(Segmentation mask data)
********

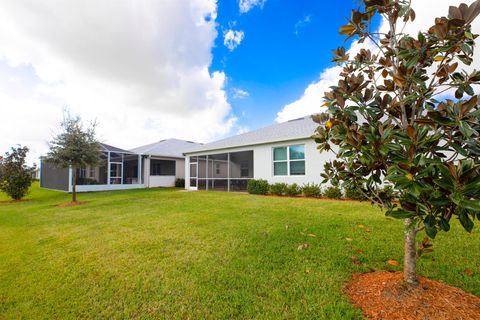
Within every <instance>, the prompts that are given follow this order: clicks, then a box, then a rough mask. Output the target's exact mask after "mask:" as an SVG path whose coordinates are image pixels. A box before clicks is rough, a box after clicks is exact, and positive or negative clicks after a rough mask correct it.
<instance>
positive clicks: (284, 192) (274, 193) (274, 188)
mask: <svg viewBox="0 0 480 320" xmlns="http://www.w3.org/2000/svg"><path fill="white" fill-rule="evenodd" d="M287 188H288V186H287V184H286V183H274V184H271V185H270V193H271V194H274V195H277V196H283V195H284V194H286V193H287Z"/></svg>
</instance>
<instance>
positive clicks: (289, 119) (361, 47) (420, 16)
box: [276, 0, 480, 122]
mask: <svg viewBox="0 0 480 320" xmlns="http://www.w3.org/2000/svg"><path fill="white" fill-rule="evenodd" d="M462 2H464V1H453V2H452V0H436V1H435V5H434V6H432V3H431V2H430V1H422V0H413V1H412V7H413V9H414V10H415V12H416V19H415V21H414V22H413V23H412V22H409V23H408V24H407V27H406V28H405V30H404V32H405V33H408V34H413V35H416V34H417V33H418V32H419V31H420V30H426V29H428V28H429V27H430V26H432V25H433V24H434V19H435V18H436V17H439V16H447V15H448V8H449V6H451V5H456V6H458V5H459V4H460V3H462ZM471 2H472V1H469V3H471ZM387 27H388V26H387V24H386V23H385V21H382V22H381V24H380V27H379V29H380V32H384V31H385V30H387ZM472 28H473V32H474V33H477V34H479V33H480V19H476V20H475V21H474V23H473V24H472ZM361 48H368V49H370V50H372V52H377V49H376V47H375V46H374V44H373V43H371V42H369V41H366V42H365V43H363V44H359V43H358V42H356V41H354V42H352V45H351V46H350V49H349V50H348V52H349V53H350V56H353V55H355V54H356V53H358V52H359V51H360V49H361ZM472 69H477V70H478V69H480V49H478V48H477V50H476V51H475V55H474V63H473V64H472V66H470V67H468V68H467V70H472ZM340 71H341V69H340V67H338V66H334V67H331V68H327V69H325V70H323V71H322V72H321V74H320V77H319V79H318V80H317V81H316V82H314V83H311V84H310V85H309V86H308V87H307V88H306V89H305V91H304V93H303V95H302V96H301V97H300V98H299V99H298V100H296V101H294V102H292V103H289V104H287V105H285V106H284V107H283V108H282V110H281V111H279V112H278V113H277V118H276V121H277V122H283V121H287V120H291V119H295V118H299V117H303V116H306V115H309V114H312V113H318V112H321V111H322V109H321V108H320V106H321V105H322V103H323V102H322V98H323V95H324V93H325V92H326V91H328V90H329V87H330V86H332V85H336V84H337V83H338V78H339V73H340Z"/></svg>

********

_Work task_.
Lines that contain "instance" are to be copied from the records above.

_Response to this exercise_.
Within every <instance>, the prompts that are given follow this order: clicks, then a box, then a rough mask. Output the target's exact mask after "mask:" as an SVG path whose coordinates are image pixels. A box before clicks is rough, a box after clicks is exact, and positive or negative clicks after a rough mask correct it.
<instance>
</instance>
<instance>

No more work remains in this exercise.